The All India Gem and Jewellery Domestic Council (GJC) has sought an immediate reduction in import duty on gold which now stands at 12.5%.
India’s trade deficit narrowed to 2.5% of GDP in 2019 and over the past, Union commerce ministry has also many times suggested to reduce the gold custom duty to save the predominantly hand crafted and labour intensive small and medium businesses. Over 1 crore skilled labour force is engaged in manufacturing of jewellery in the domestic sector have been fighting for survival and many have left the profession due to multiple challenges and headwinds, a release issued by GJC on Thursday said.
As part of their pre-budget recommendations, GJC has sought that all government schemes for MSMEs should be implemented and applicable to the indigenous gem & jewellery sector, which is prominently represented by small and medium scale jewellers. GJC urged the Government to extend the benefit of reduced Income tax rate to even Partnership (Including LLP) or Proprietorship firms. The tax rate for Body Corporate with annual revenue of less than Rs. 250 crore a year was reduced to 25% from 30% in the last Budget. A majority of the players in the gems & jewellery Industry are either partnership (Including LLP) or proprietorship firms.

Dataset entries
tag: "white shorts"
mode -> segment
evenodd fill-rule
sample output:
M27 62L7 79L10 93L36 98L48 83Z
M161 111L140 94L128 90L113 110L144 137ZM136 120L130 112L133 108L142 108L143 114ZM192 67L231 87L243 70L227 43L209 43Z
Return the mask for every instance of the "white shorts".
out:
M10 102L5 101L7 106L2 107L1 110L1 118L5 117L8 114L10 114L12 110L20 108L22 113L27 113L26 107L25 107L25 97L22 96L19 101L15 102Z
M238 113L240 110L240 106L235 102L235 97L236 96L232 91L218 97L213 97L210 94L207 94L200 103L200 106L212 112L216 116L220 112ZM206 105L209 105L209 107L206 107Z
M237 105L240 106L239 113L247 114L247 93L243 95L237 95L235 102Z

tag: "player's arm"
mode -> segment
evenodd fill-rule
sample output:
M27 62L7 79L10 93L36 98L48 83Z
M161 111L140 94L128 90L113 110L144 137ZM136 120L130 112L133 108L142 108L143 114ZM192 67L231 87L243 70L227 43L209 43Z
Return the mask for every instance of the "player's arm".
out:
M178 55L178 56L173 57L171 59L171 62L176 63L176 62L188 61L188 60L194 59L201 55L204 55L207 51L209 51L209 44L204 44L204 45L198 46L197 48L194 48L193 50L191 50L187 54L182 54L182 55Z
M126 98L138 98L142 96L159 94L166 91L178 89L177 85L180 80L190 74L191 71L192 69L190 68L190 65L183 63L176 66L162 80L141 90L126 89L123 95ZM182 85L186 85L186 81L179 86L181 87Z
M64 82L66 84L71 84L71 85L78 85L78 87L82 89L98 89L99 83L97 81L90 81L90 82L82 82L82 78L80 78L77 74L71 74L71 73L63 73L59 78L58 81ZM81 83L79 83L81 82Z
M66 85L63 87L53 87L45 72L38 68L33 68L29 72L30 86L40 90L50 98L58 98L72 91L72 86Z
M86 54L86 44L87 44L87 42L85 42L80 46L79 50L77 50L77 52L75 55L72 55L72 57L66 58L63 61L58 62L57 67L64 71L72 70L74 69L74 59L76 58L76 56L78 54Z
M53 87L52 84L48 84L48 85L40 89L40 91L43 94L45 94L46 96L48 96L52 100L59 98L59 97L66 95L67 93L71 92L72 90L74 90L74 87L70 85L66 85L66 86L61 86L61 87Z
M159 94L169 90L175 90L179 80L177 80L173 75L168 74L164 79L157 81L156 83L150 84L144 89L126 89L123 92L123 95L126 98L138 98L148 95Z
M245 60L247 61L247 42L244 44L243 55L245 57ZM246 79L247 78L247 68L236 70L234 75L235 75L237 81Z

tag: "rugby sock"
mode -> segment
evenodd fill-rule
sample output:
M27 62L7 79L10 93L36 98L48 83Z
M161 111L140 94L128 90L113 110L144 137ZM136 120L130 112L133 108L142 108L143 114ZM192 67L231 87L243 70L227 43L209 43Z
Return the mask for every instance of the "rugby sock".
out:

What the exercise asks: Please rewrite the text on the jewelry council's budget demands from "The All India" up to and including "on Thursday said.", substituting "silver" for "gold".

Written solution:
The All India Gem and Jewellery Domestic Council (GJC) has sought an immediate reduction in import duty on silver which now stands at 12.5%.
India’s trade deficit narrowed to 2.5% of GDP in 2019 and over the past, Union commerce ministry has also many times suggested to reduce the silver custom duty to save the predominantly hand crafted and labour intensive small and medium businesses. Over 1 crore skilled labour force is engaged in manufacturing of jewellery in the domestic sector have been fighting for survival and many have left the profession due to multiple challenges and headwinds, a release issued by GJC on Thursday said.